• **Task requirements**
Copy out each of the following entries line for line, without changing a single character.
START Data shown
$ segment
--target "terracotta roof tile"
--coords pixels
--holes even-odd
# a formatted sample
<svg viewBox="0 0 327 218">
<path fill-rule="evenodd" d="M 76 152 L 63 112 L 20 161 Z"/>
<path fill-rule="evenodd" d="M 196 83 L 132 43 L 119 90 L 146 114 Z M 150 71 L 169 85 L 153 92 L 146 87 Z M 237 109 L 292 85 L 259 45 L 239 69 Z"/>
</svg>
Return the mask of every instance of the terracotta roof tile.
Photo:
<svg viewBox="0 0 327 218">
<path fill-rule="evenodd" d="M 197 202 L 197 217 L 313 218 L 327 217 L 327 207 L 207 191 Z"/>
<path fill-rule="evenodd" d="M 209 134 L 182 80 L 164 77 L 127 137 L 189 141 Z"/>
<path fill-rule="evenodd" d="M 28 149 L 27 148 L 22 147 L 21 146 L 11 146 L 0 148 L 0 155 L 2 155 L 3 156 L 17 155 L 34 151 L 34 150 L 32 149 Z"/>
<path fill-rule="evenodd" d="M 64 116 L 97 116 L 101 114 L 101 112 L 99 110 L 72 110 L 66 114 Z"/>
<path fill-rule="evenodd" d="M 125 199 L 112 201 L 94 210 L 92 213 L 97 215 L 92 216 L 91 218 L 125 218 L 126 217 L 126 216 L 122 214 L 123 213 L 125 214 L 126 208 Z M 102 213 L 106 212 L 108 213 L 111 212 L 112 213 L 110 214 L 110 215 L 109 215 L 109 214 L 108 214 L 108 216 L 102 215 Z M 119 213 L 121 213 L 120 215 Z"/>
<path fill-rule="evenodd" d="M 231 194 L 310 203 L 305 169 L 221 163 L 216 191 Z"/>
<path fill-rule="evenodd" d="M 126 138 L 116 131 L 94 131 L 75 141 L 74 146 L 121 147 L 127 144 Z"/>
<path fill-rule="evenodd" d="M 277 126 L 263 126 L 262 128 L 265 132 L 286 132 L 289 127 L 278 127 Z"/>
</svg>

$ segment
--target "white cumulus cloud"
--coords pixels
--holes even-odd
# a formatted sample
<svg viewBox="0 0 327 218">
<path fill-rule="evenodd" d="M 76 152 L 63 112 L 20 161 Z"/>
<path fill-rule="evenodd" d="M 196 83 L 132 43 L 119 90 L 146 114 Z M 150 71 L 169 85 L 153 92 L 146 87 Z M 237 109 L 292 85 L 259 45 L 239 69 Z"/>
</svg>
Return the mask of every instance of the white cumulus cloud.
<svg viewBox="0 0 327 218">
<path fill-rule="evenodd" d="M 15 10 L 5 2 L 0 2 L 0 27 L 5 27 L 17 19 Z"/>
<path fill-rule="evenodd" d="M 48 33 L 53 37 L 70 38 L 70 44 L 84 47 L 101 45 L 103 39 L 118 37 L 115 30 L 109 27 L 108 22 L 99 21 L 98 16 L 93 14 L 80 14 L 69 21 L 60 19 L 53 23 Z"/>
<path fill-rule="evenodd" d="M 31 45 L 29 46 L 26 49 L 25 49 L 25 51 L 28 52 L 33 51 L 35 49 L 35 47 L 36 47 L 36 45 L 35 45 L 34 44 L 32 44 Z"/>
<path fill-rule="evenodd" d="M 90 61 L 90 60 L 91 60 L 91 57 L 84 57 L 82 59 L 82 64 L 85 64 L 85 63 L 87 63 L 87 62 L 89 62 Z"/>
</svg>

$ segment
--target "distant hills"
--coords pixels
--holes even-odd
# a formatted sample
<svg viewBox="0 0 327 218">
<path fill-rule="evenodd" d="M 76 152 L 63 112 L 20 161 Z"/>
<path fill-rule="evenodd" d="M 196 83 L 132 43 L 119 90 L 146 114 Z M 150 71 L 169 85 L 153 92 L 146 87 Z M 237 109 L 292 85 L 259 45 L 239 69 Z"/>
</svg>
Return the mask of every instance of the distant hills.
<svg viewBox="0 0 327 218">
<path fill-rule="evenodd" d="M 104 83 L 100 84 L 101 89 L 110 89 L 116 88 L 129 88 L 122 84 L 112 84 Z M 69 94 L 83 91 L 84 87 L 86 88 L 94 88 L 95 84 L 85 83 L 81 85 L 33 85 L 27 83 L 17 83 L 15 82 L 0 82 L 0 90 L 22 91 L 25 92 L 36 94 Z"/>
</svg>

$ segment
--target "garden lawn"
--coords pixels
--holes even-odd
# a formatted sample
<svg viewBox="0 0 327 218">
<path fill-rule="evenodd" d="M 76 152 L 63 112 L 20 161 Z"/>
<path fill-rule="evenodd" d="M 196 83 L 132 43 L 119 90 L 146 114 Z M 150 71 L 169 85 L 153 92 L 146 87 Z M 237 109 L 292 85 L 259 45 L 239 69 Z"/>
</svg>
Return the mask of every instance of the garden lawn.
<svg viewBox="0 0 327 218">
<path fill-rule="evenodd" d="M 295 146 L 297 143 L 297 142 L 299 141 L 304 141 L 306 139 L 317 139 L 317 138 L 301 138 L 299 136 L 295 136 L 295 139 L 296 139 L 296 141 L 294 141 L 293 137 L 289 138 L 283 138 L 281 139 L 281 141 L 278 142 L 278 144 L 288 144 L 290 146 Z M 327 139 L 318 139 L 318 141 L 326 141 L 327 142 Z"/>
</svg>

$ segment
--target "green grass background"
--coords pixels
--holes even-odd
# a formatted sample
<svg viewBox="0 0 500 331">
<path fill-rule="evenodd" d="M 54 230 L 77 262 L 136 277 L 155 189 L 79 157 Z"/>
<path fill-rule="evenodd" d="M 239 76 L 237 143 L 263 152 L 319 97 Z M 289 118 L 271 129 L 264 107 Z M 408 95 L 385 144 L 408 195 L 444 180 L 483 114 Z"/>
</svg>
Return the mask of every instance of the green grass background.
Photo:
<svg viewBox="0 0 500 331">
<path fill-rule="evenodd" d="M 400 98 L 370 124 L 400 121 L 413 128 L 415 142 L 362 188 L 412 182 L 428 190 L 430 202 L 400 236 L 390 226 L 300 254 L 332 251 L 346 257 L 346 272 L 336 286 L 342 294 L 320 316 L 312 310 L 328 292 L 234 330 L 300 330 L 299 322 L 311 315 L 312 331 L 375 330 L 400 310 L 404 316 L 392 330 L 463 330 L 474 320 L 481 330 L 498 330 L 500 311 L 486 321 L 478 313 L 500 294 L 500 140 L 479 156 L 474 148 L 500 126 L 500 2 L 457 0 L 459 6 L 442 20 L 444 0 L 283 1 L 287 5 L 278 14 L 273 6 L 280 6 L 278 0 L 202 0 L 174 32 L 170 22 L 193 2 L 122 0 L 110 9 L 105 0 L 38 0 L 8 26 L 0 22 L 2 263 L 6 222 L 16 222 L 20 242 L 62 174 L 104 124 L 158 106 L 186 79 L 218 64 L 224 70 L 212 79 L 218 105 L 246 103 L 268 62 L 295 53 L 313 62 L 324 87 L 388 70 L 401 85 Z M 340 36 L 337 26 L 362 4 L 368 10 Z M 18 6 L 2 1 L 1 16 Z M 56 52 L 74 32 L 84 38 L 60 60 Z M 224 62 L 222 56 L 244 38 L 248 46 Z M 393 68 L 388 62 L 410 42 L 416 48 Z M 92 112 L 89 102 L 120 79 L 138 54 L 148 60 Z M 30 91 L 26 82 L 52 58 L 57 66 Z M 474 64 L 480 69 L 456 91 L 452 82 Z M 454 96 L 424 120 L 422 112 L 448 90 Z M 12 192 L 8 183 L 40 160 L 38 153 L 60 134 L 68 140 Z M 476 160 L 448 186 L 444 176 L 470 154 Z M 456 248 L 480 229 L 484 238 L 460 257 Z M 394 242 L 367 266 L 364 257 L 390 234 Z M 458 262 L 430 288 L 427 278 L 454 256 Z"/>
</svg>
END Data shown
• **Task result**
$ segment
--target "terracotta roof tile"
--coords pixels
--holes even-odd
# a formatted sample
<svg viewBox="0 0 327 218">
<path fill-rule="evenodd" d="M 76 152 L 63 112 L 20 161 Z"/>
<path fill-rule="evenodd" d="M 196 83 L 132 43 L 119 90 L 146 114 Z M 150 71 L 169 85 L 153 92 L 146 87 Z M 237 109 L 292 85 L 259 45 L 239 69 Z"/>
</svg>
Return the mask of every instance of the terracotta roof tile.
Photo:
<svg viewBox="0 0 327 218">
<path fill-rule="evenodd" d="M 197 202 L 197 217 L 313 218 L 327 217 L 327 207 L 207 191 Z"/>
<path fill-rule="evenodd" d="M 209 134 L 182 80 L 164 77 L 127 137 L 189 141 Z"/>
<path fill-rule="evenodd" d="M 28 149 L 27 148 L 22 147 L 21 146 L 11 146 L 0 148 L 0 155 L 2 155 L 3 156 L 17 155 L 34 151 L 34 150 L 32 149 Z"/>
<path fill-rule="evenodd" d="M 64 116 L 97 116 L 101 114 L 101 112 L 99 110 L 72 110 L 66 114 Z"/>
<path fill-rule="evenodd" d="M 125 199 L 112 201 L 94 210 L 92 213 L 97 215 L 92 216 L 91 218 L 125 218 L 126 217 L 126 216 L 122 214 L 123 213 L 125 214 L 126 208 Z M 102 213 L 106 212 L 108 213 L 111 212 L 112 213 L 110 214 L 110 215 L 109 215 L 109 214 L 108 214 L 108 216 L 102 215 Z M 119 213 L 121 213 L 120 215 Z"/>
<path fill-rule="evenodd" d="M 231 194 L 310 203 L 305 169 L 221 163 L 216 191 Z"/>
<path fill-rule="evenodd" d="M 126 138 L 116 131 L 94 131 L 75 141 L 74 146 L 121 147 L 127 144 Z"/>
<path fill-rule="evenodd" d="M 277 126 L 263 126 L 262 128 L 265 132 L 286 132 L 289 127 L 278 127 Z"/>
</svg>

$ segment
--target "white cumulus cloud"
--coords pixels
--holes even-odd
# a formatted sample
<svg viewBox="0 0 327 218">
<path fill-rule="evenodd" d="M 76 152 L 63 112 L 20 161 Z"/>
<path fill-rule="evenodd" d="M 196 83 L 132 43 L 119 90 L 146 114 Z M 150 71 L 169 85 L 153 92 L 146 87 Z M 237 109 L 292 85 L 259 45 L 239 69 Z"/>
</svg>
Return the mask of every instance of the white cumulus cloud.
<svg viewBox="0 0 327 218">
<path fill-rule="evenodd" d="M 15 10 L 5 2 L 0 2 L 0 27 L 5 27 L 17 19 Z"/>
<path fill-rule="evenodd" d="M 48 33 L 53 37 L 70 38 L 70 44 L 84 47 L 101 45 L 103 39 L 118 37 L 115 30 L 109 27 L 108 22 L 99 21 L 98 16 L 93 14 L 80 14 L 69 21 L 60 19 L 53 23 Z"/>
<path fill-rule="evenodd" d="M 31 45 L 29 46 L 26 49 L 25 49 L 25 51 L 28 52 L 33 51 L 35 49 L 35 47 L 36 47 L 36 45 L 35 45 L 34 44 L 32 44 Z"/>
<path fill-rule="evenodd" d="M 90 61 L 90 60 L 91 60 L 91 57 L 84 57 L 82 59 L 82 64 L 85 64 L 85 63 L 87 63 L 87 62 L 89 62 Z"/>
</svg>

$ segment
--target "distant hills"
--coords pixels
--holes even-odd
# a formatted sample
<svg viewBox="0 0 327 218">
<path fill-rule="evenodd" d="M 76 152 L 63 112 L 20 161 Z"/>
<path fill-rule="evenodd" d="M 196 83 L 132 43 L 119 90 L 146 114 Z M 150 71 L 169 85 L 153 92 L 146 87 Z M 237 109 L 292 85 L 259 45 L 239 69 Z"/>
</svg>
Return the mask of every instance of the distant hills.
<svg viewBox="0 0 327 218">
<path fill-rule="evenodd" d="M 104 83 L 100 84 L 101 89 L 110 89 L 116 88 L 129 88 L 122 84 L 112 84 Z M 69 94 L 83 91 L 84 87 L 86 88 L 94 88 L 95 84 L 85 83 L 81 85 L 33 85 L 27 83 L 17 83 L 15 82 L 0 82 L 0 90 L 22 91 L 25 92 L 36 94 Z"/>
</svg>

$ segment
--target "garden lawn"
--coords pixels
--holes even-odd
# a formatted sample
<svg viewBox="0 0 327 218">
<path fill-rule="evenodd" d="M 76 152 L 63 112 L 20 161 Z"/>
<path fill-rule="evenodd" d="M 196 83 L 132 43 L 119 90 L 146 114 Z M 150 71 L 169 85 L 153 92 L 146 87 Z M 237 109 L 292 85 L 259 45 L 239 69 Z"/>
</svg>
Return the mask of every instance of the garden lawn.
<svg viewBox="0 0 327 218">
<path fill-rule="evenodd" d="M 295 146 L 297 143 L 297 142 L 299 141 L 304 141 L 306 139 L 317 139 L 317 138 L 301 138 L 299 136 L 295 136 L 295 139 L 296 139 L 296 141 L 294 141 L 293 137 L 289 138 L 283 138 L 281 139 L 281 141 L 278 142 L 278 144 L 288 144 L 290 146 Z M 327 139 L 318 139 L 318 141 L 326 141 L 327 142 Z"/>
</svg>

$ segment
--target "green grass background"
--coords pixels
--holes even-odd
# a formatted sample
<svg viewBox="0 0 500 331">
<path fill-rule="evenodd" d="M 54 230 L 77 262 L 136 277 L 155 189 L 79 157 Z"/>
<path fill-rule="evenodd" d="M 239 76 L 237 143 L 263 152 L 319 97 Z M 289 118 L 271 129 L 264 107 Z M 408 95 L 385 144 L 408 195 L 444 180 L 483 114 Z"/>
</svg>
Return the mask of every instance of the green grass background.
Photo:
<svg viewBox="0 0 500 331">
<path fill-rule="evenodd" d="M 400 98 L 370 124 L 400 121 L 413 128 L 415 142 L 362 188 L 412 182 L 428 190 L 430 202 L 400 236 L 390 226 L 300 254 L 332 251 L 346 257 L 346 272 L 336 286 L 342 294 L 320 316 L 312 310 L 328 292 L 234 330 L 300 330 L 299 322 L 311 315 L 312 331 L 375 330 L 400 310 L 404 316 L 392 330 L 463 330 L 474 320 L 481 330 L 498 330 L 500 311 L 486 321 L 478 313 L 500 294 L 500 140 L 479 156 L 474 148 L 500 126 L 500 2 L 457 0 L 459 6 L 442 20 L 444 0 L 283 1 L 287 5 L 278 14 L 273 6 L 280 6 L 278 0 L 202 0 L 174 32 L 170 22 L 193 2 L 122 0 L 110 9 L 105 0 L 38 0 L 8 26 L 0 22 L 2 263 L 6 222 L 16 222 L 20 242 L 62 174 L 104 124 L 158 106 L 186 79 L 218 64 L 224 70 L 212 79 L 218 105 L 246 103 L 268 62 L 295 53 L 313 62 L 324 87 L 388 70 L 401 85 Z M 340 36 L 337 26 L 362 4 L 368 10 Z M 18 6 L 2 1 L 1 16 Z M 56 52 L 74 32 L 84 38 L 60 60 Z M 224 62 L 222 56 L 244 38 L 248 46 Z M 393 68 L 388 62 L 410 42 L 416 48 Z M 92 112 L 89 102 L 120 79 L 138 54 L 148 60 Z M 30 91 L 26 82 L 52 58 L 57 66 Z M 474 64 L 480 69 L 456 91 L 452 82 Z M 454 96 L 424 120 L 422 112 L 448 90 Z M 12 192 L 8 183 L 40 160 L 38 153 L 60 134 L 68 140 Z M 476 160 L 448 186 L 444 176 L 470 154 Z M 456 248 L 480 229 L 484 238 L 460 257 Z M 394 242 L 367 266 L 364 257 L 390 234 Z M 458 262 L 430 288 L 427 278 L 454 256 Z"/>
</svg>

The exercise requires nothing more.